━━━━━ PROVIDED DATA ━━━━━

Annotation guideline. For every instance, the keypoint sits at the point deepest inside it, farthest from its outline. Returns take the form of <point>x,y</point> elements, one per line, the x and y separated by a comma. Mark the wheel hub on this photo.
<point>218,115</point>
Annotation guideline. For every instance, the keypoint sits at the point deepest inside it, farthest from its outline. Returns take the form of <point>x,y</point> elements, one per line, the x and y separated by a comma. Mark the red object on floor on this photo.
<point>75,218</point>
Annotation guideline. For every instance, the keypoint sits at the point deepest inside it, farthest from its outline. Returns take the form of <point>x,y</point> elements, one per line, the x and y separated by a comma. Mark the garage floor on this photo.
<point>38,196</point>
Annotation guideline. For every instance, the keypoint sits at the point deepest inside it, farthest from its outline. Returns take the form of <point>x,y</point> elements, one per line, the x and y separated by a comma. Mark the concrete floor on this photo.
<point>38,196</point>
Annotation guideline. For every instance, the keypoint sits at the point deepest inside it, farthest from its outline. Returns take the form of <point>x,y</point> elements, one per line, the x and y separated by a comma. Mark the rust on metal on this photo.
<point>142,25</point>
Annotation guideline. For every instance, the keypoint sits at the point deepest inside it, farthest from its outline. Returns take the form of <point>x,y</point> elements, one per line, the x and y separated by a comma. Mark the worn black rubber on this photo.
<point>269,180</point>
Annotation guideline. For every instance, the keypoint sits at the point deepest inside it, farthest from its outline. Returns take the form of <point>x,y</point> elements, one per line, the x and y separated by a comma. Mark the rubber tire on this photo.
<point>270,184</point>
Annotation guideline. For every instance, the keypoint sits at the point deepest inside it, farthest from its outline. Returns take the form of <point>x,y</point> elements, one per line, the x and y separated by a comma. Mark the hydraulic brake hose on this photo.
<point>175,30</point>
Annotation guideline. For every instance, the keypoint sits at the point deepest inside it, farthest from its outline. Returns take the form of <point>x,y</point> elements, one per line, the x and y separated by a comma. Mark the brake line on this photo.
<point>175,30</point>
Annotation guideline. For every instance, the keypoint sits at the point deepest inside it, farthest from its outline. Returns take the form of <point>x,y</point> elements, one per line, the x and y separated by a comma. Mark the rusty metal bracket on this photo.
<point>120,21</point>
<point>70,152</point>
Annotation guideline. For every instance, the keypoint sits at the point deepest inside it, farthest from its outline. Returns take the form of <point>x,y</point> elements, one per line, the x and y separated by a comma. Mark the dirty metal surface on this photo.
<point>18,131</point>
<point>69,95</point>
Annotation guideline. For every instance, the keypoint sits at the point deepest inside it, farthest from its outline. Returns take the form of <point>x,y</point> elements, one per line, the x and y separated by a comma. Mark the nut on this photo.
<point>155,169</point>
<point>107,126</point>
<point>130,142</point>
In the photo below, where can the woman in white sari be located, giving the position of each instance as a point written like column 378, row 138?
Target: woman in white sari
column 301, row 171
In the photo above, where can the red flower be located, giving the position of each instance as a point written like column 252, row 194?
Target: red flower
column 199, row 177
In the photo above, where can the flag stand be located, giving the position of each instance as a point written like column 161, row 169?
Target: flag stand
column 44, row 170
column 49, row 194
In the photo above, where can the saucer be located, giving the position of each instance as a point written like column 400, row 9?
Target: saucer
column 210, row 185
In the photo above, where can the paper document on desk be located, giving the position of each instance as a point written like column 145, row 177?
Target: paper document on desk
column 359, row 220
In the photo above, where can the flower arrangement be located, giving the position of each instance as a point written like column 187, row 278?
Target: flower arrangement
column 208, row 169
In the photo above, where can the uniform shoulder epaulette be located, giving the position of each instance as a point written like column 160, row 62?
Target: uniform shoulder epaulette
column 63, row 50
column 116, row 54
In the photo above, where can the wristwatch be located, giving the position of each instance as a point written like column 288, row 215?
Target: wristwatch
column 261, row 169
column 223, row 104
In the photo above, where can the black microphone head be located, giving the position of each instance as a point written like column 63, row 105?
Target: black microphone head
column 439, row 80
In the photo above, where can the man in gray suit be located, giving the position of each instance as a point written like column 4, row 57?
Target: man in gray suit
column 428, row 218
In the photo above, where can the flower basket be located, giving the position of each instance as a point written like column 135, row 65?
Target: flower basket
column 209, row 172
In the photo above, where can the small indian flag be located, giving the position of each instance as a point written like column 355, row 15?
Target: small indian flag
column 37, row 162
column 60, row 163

━━━━━
━━━━━ PROVIDED DATA ━━━━━

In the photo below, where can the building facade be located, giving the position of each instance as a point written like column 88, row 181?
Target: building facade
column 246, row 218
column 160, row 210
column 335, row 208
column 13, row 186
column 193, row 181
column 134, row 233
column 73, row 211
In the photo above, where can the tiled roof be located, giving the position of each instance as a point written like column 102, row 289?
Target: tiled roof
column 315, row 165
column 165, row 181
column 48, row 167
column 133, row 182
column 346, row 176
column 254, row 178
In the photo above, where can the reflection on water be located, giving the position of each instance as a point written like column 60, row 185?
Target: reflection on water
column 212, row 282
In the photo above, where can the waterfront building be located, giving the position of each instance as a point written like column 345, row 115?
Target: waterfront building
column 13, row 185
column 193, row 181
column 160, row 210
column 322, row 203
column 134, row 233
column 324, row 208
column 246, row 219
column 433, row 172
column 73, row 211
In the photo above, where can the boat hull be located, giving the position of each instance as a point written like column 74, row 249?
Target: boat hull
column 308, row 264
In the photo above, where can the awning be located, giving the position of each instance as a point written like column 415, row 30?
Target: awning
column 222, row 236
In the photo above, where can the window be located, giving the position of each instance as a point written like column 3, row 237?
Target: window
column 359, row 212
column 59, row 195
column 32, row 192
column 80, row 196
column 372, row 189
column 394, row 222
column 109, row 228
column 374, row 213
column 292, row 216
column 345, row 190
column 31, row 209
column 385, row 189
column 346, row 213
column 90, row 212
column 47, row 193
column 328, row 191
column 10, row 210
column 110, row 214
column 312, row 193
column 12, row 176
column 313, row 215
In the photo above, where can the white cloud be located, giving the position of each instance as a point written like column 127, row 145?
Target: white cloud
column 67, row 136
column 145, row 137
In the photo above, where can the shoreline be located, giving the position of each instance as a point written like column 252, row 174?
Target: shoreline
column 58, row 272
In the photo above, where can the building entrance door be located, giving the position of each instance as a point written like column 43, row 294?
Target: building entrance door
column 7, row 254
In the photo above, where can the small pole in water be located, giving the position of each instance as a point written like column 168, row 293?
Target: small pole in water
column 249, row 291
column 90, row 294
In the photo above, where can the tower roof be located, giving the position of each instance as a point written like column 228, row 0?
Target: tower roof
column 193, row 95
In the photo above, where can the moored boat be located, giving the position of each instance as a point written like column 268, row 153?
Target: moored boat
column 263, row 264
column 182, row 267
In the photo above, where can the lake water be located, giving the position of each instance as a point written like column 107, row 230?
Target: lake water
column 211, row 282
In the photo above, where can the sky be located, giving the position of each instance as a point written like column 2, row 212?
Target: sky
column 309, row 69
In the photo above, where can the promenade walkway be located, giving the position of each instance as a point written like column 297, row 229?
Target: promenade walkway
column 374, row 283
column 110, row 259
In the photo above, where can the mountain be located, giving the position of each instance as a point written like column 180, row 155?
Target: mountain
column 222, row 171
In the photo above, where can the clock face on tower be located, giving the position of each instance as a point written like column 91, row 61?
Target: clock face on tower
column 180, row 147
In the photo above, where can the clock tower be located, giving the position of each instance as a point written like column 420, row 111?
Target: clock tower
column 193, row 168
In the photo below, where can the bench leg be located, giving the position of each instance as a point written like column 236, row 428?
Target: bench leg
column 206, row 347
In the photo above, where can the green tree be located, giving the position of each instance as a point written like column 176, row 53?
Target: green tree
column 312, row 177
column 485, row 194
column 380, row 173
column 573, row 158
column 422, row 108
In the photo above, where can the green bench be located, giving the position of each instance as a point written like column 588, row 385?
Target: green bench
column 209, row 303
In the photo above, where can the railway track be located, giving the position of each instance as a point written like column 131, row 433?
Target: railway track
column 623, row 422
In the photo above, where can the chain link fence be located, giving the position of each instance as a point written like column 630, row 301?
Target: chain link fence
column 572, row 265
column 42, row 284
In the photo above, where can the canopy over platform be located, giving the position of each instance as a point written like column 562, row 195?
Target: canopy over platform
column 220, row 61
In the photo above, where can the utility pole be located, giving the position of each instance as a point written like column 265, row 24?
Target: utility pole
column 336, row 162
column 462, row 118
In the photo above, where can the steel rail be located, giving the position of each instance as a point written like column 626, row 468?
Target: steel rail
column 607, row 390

━━━━━

→ PROBLEM DESCRIPTION:
Take the lines above from the one containing "In the photo above, where can the shoreline" to the one containing "In the photo above, where can the tower" and retype them exactly, both ends included, with nothing added.

→ SOLUTION FOR THIS EXERCISE:
In the photo above, where can the shoreline be located, giving the position of each instance as a point written like column 252, row 174?
Target: shoreline
column 58, row 272
In the photo above, where can the building entrance door be located, giving the position of each instance as a point written like column 43, row 294?
Target: building entrance door
column 7, row 254
In the photo above, where can the small pole in water be located, giving the position of each instance as a point written like column 168, row 293?
Target: small pole in water
column 249, row 291
column 90, row 294
In the photo above, where can the tower roof be located, giving the position of each instance as a point written like column 228, row 0?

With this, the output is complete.